─── Material shown ───

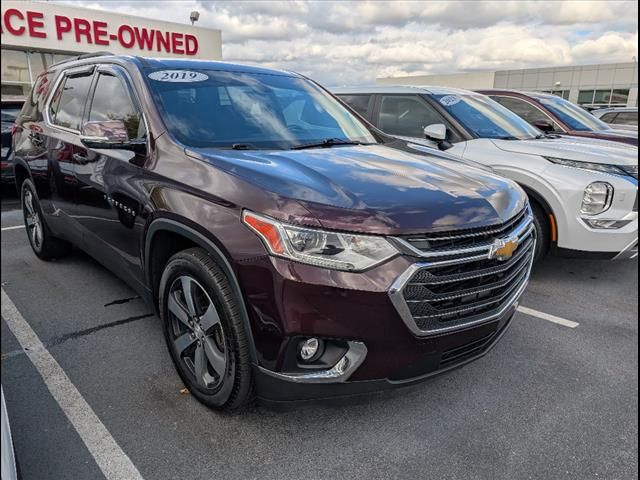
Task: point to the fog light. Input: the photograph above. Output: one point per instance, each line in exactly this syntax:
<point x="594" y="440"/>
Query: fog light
<point x="309" y="348"/>
<point x="597" y="198"/>
<point x="606" y="224"/>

───

- [What the task asks]: Update the items above by changing every "fog light" to "headlamp" and keeping all other text the same. Don't include the pictures.

- [Response to the exercise]:
Task: point to the headlamp. Input: the photograph above. Output: one point per instance, each line in exactly this syntax:
<point x="594" y="440"/>
Query: headlamp
<point x="309" y="348"/>
<point x="597" y="198"/>
<point x="606" y="224"/>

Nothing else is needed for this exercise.